GOAL 1: Select every line of the records that contains the string "marking", treating uppercase and lowercase as different.

PAGE TEXT:
________
[Devel] Re: [RFC/PATCH] cgroup swap subsystem

Pavel Emelyanov xemul at openvz.org
Wed Mar 5 00:33:38 PST 2008


Daisuke Nishimura wrote:
> Hi.
> 
> Even if limiting memory usage by cgroup memory subsystem
> or isolating memory by cpuset, swap space is shared, so
> resource isolation is not enough. If one group uses up all the
> swap space, it can affect other groups.
> 
> I try making a patch of swap subsystem based on memory
> subsystem, which limits swap usage per cgroup.
> It can now charge and limit the swap usage.
> 
> I implemented this feature as a new subsystem,
> not as a part of memory subsystem, because I don't want to
> make big change to memcontrol.c, and even if implemented
> as other subsystem, users can manage memory and swap on
> the same cgroup directory if mount them together.
> 
> Basic idea of my implementation:
>   - what will be charged ?
>     the number of swap entries.

This is a very obscure thing "a swap entry" for the end user. People
would prefer accounting bytes.

>   - when to charge/uncharge ?
>     charge at get_swap_entry(), and uncharge at swap_entry_free().
> 
>   - to what group charge the swap entry ?
>     To determine to what swap_cgroup (corresponding to mem_cgroup in
>     memory subsystem) the swap entry should be charged,
>     I added a pointer to mm_struct to page_cgroup(pc->pc_mm), and
>     changed the argument of get_swap_entry() from (void) to
>     (struct page *). As a result, get_swap_entry() can determine
>     to what swap_cgroup it should charge the swap entry
>     by referring to page->page_cgroup->mm_struct->swap_cgroup.
> 
>   - from what group uncharge the swap entry ?
>     I added to swap_info_struct a member 'struct swap_cgroup **',
>     array of pointer to which swap_cgroup the swap entry is
>     charged.
> 
> Todo:
>   - rebase new kernel, and split into some patches.
>   - Merge with memory subsystem (if it would be better), or
>     remove dependency on CONFIG_CGROUP_MEM_CONT if possible
>     (needs to make page_cgroup more generic one).

Merge is a must IMHO. I can hardly imagine a situation in which
someone would need these two separately.

>   - More tests, cleanups, and feartures   :-)  
> 
> 
> Any comments or discussions would be appreciated.
________
(Entries from a point annotation set)
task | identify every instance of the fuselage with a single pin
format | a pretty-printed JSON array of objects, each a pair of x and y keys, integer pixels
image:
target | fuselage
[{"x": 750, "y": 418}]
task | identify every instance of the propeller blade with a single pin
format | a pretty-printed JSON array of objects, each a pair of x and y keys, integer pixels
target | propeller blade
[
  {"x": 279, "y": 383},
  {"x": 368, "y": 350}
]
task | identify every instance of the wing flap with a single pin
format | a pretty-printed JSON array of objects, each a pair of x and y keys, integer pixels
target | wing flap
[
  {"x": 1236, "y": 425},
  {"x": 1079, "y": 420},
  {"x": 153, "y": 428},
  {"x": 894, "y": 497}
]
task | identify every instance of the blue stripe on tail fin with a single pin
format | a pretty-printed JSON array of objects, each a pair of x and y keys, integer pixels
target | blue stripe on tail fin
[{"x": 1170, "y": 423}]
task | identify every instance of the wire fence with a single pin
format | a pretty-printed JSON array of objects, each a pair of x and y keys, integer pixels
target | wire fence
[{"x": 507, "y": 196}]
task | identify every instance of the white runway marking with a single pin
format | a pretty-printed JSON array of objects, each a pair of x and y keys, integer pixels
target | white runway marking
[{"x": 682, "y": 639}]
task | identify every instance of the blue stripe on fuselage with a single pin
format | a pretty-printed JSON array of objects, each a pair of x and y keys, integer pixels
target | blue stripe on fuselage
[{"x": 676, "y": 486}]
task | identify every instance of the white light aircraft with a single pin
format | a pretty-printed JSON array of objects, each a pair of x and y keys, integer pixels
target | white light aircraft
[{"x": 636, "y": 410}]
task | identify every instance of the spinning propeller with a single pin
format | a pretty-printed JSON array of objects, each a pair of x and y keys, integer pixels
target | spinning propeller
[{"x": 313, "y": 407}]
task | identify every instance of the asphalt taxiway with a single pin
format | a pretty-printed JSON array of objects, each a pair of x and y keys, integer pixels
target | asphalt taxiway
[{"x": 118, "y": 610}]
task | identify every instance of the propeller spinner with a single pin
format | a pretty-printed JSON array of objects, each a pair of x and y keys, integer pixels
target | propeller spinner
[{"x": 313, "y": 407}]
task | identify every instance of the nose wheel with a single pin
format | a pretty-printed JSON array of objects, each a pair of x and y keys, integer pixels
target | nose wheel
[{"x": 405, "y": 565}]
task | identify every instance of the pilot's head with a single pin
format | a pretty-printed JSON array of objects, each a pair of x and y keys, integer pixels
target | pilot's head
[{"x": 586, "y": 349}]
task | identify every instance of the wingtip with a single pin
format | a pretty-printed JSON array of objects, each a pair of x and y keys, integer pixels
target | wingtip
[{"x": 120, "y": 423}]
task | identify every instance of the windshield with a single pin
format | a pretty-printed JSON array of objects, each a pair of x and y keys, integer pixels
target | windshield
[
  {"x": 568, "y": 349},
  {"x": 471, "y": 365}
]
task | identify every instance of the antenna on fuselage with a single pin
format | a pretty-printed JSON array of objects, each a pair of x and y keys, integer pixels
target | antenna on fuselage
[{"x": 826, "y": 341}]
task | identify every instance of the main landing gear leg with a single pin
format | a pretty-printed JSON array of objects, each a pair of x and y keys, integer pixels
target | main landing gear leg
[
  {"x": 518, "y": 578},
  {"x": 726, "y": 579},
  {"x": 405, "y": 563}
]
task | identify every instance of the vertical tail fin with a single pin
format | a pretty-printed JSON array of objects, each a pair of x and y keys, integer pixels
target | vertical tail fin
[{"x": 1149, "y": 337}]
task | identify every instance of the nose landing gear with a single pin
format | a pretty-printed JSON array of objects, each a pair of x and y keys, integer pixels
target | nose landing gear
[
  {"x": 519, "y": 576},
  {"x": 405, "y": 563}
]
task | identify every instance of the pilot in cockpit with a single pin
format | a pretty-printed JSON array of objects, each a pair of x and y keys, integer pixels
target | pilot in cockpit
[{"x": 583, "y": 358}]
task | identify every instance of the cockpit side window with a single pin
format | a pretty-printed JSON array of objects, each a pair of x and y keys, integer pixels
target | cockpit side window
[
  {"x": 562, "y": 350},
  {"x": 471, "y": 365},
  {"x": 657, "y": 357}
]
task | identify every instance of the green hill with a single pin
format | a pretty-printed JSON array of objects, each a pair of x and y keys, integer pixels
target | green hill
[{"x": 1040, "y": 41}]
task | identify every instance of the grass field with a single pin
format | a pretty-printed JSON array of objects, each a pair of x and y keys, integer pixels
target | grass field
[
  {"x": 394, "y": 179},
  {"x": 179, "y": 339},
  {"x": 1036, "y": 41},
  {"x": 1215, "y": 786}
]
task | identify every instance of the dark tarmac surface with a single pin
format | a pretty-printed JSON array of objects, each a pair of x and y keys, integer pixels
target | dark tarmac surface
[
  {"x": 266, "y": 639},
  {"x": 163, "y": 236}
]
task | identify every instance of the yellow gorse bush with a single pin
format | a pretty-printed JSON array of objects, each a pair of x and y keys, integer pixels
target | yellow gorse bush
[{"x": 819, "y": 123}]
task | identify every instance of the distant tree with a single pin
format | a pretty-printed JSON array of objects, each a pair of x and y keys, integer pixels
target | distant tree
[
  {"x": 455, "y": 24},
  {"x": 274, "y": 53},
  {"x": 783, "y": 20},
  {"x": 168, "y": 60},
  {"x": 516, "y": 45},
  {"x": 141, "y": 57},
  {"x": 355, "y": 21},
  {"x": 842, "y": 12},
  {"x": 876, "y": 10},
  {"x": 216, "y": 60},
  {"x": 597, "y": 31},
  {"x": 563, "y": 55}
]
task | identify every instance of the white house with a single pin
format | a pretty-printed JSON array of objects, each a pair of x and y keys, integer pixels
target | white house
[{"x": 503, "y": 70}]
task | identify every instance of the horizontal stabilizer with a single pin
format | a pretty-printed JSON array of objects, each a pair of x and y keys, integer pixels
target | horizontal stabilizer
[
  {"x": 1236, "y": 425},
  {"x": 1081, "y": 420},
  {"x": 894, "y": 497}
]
________
GOAL 2: In the swap subsystem thread, at which functions is a swap entry charged and uncharged?

TASK RESULT 1:
task | identify every instance of the white runway marking with a single pin
target | white runway marking

TASK RESULT 2: It is charged at get_swap_entry() and uncharged at swap_entry_free().